#### Source passage
Flad Architects

Multiple Strategies for Protecting Public Health

In the past decade, there has been an unprecedented demand on scientific facilities and human efforts supporting the detection, diagnosis, and research related to environmental and human health threats. As a front-line defense, public health laboratories safeguard the health and welfare of our population by providing safe, efficient, and effective environments to conduct research, develop responses, and support healthy communities. Rarely has this need been as evident as during the current COVID-19 response, placing unprecedented demand on scientific facilities and staff efforts to detect, diagnose, and respond to health threats.

To address a wide variety of disease surveillance and testing activities, public health laboratories require a diverse range of technically complex spaces, including clinical testing, esoteric testing, high-containment labs, and advanced development and manufacturing. Programming, planning, and designing highly technical research facilities such as these requires a careful balance of space types to best enable the needs of the public health lab's mission and the communities it serves.

Laboratory Workers

The State of Connecticut's Public Health Laboratory conducts studies in epidemiology, salmonellosis, group A streptococcal infection, rucellosis, rabies, lyme disease, HIV/AIDS, and many other health issues – requiring flexible laboratory space to meet the need for this diverse testing. The design of the 110,000-square-foot laboratory balances technologically advanced building systems and equipment with an inviting human scale.

#### Provided data
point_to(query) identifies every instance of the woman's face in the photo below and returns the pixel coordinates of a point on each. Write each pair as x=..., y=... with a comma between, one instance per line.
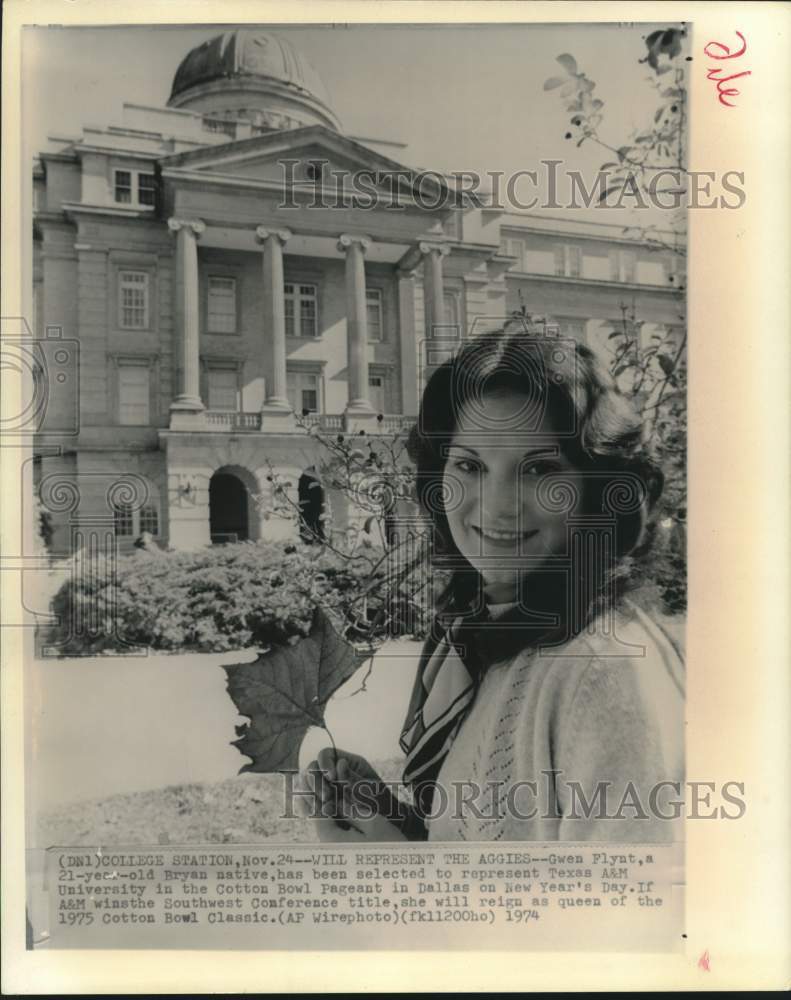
x=494, y=465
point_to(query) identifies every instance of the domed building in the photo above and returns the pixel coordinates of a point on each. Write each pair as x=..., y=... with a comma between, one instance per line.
x=256, y=75
x=233, y=270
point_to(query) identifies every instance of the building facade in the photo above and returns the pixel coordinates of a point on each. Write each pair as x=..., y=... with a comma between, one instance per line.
x=225, y=295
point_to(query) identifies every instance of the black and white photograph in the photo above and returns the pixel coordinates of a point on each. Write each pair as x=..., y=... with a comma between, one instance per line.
x=354, y=482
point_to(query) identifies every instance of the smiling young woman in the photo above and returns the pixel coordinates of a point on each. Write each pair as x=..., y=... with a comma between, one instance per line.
x=545, y=706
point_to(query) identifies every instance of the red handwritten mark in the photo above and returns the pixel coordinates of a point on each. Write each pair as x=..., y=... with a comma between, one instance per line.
x=714, y=74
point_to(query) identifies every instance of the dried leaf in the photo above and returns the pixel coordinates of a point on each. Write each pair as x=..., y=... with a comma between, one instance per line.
x=553, y=81
x=285, y=691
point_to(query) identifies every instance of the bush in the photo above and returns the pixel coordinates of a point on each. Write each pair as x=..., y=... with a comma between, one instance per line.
x=220, y=598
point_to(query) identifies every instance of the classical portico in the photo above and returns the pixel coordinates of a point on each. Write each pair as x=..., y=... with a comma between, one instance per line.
x=275, y=242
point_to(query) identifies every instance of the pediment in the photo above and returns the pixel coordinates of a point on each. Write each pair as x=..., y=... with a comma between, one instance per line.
x=290, y=157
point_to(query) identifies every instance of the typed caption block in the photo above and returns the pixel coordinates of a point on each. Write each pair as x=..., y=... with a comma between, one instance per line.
x=570, y=897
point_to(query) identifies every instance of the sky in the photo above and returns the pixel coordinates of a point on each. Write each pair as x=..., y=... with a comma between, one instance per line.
x=461, y=97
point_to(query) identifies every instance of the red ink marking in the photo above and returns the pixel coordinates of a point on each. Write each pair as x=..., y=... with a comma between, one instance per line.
x=714, y=73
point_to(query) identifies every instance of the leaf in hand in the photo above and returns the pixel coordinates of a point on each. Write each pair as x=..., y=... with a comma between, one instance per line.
x=285, y=691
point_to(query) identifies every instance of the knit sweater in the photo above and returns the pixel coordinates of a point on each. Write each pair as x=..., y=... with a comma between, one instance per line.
x=546, y=728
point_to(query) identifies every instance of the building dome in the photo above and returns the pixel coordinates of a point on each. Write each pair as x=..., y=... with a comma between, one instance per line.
x=252, y=74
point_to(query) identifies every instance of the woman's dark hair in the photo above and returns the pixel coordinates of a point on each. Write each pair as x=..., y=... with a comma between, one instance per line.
x=599, y=431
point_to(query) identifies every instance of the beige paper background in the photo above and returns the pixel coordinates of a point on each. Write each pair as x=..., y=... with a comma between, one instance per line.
x=738, y=640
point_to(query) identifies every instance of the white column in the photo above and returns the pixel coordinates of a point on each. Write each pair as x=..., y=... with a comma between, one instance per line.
x=407, y=343
x=433, y=287
x=274, y=316
x=356, y=323
x=188, y=353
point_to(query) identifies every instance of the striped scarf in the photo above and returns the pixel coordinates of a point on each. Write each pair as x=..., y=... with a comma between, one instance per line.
x=448, y=676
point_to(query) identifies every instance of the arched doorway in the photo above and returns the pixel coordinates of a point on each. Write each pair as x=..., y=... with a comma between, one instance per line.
x=312, y=507
x=228, y=508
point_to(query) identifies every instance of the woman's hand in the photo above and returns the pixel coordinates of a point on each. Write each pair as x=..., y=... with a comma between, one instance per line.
x=350, y=801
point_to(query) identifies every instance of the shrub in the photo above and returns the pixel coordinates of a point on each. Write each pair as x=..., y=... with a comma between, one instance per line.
x=221, y=598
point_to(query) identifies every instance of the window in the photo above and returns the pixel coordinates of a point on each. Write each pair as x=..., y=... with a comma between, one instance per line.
x=376, y=393
x=628, y=265
x=574, y=329
x=123, y=186
x=373, y=303
x=221, y=312
x=223, y=389
x=146, y=189
x=133, y=393
x=301, y=315
x=515, y=248
x=149, y=520
x=128, y=523
x=623, y=265
x=134, y=187
x=123, y=521
x=303, y=391
x=450, y=303
x=568, y=261
x=133, y=300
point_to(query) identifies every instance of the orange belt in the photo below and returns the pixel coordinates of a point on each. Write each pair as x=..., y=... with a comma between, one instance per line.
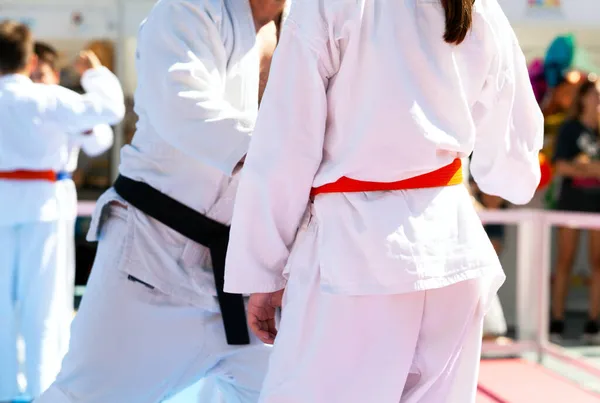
x=446, y=176
x=29, y=175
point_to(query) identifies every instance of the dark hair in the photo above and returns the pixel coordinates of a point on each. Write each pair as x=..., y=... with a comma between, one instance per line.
x=46, y=54
x=577, y=105
x=459, y=16
x=16, y=46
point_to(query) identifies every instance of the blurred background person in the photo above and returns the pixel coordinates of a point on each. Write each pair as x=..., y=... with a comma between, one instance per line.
x=93, y=143
x=576, y=157
x=34, y=120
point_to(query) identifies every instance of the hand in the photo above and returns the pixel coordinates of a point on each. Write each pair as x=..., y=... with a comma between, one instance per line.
x=85, y=61
x=261, y=315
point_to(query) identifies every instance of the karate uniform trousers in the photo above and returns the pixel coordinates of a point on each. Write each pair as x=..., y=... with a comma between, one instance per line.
x=31, y=285
x=423, y=345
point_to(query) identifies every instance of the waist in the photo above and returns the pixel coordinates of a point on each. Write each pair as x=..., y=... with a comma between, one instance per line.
x=44, y=175
x=448, y=175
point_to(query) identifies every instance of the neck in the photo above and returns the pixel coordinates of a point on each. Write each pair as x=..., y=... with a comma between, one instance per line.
x=266, y=11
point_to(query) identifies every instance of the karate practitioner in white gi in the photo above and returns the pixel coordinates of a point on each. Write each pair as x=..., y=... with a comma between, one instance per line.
x=93, y=143
x=34, y=122
x=150, y=323
x=387, y=270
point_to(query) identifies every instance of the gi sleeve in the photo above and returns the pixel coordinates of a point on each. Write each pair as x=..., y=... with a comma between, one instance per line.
x=279, y=170
x=96, y=142
x=103, y=102
x=184, y=66
x=509, y=129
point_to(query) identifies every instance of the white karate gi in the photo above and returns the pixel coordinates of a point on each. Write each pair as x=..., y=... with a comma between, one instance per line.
x=494, y=322
x=33, y=121
x=385, y=291
x=92, y=144
x=197, y=100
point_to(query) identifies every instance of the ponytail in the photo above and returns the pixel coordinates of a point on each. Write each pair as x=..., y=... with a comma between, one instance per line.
x=459, y=16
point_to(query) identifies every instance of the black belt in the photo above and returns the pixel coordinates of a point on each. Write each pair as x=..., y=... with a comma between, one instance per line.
x=198, y=228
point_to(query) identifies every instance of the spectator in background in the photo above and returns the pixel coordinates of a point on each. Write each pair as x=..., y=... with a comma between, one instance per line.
x=494, y=323
x=93, y=143
x=576, y=157
x=34, y=122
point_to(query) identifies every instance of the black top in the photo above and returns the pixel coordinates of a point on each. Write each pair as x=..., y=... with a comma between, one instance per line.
x=575, y=140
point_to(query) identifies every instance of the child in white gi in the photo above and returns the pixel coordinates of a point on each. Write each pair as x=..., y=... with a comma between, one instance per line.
x=359, y=212
x=154, y=318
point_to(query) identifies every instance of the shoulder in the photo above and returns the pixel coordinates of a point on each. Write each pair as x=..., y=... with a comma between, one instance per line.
x=322, y=16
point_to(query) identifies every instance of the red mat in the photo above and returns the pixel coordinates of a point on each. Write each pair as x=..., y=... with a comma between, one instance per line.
x=519, y=381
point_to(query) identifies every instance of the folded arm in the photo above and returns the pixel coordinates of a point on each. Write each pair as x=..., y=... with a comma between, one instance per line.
x=284, y=156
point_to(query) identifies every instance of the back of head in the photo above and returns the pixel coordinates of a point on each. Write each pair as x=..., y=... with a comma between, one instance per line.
x=16, y=47
x=459, y=17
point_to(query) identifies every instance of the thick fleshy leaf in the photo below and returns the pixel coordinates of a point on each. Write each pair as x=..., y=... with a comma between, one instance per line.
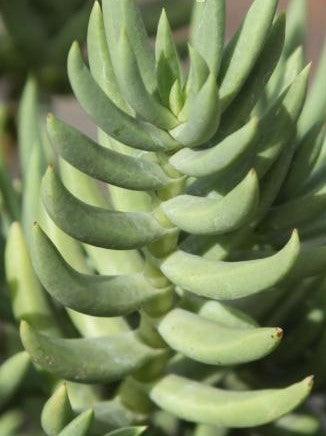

#### What to work on
#1 From the public health laboratories passage, repeat word for word the stretch that opens with "In the past" and ends after "to health threats.".
#2 According to the public health laboratories passage, how many square feet is the State of Connecticut's Public Health Laboratory?
#3 Write the next part of the public health laboratories passage, picking up after its final sentence.

#### Task-by-task answers
#1
In the past decade, there has been an unprecedented demand on scientific facilities and human efforts supporting the detection, diagnosis, and research related to environmental and human health threats. As a front-line defense, public health laboratories safeguard the health and welfare of our population by providing safe, efficient, and effective environments to conduct research, develop responses, and support healthy communities. Rarely has this need been as evident as during the current COVID-19 response, placing unprecedented demand on scientific facilities and staff efforts to detect, diagnose, and respond to health threats.

#2 110,000 square feet

#3
The State of Wisconsin chose an alternate path to provide additional space and resources to their Department of Agriculture, Trade, and Consumer Protection (DATCP) and the Wisconsin State Lab of Hygiene (WSLH). An 82,000-square-foot addition has enabled the two organizations to adopt a "shared space" model to jointly utilize shared facilities while maintaining their individual identities as state agencies. Each of these facilities were planned to balance a variety of space types to support the specific mission of the lab – protecting the public. By balancing how multiple lab types within a single facility work in conjunction with each other, Flad was able to give each public health laboratory the best possible chance to fulfill that mission.

Both the Connecticut and Wisconsin laboratories were planned to balance a variety of space types to support the specific mission of the lab – safeguarding public health. These organizations support healthy communities through outreach programs and developing methods to detect microbes and genetic disorders, in addition to investigating suspicious clusters of illness – essential services in today's healthcare environment.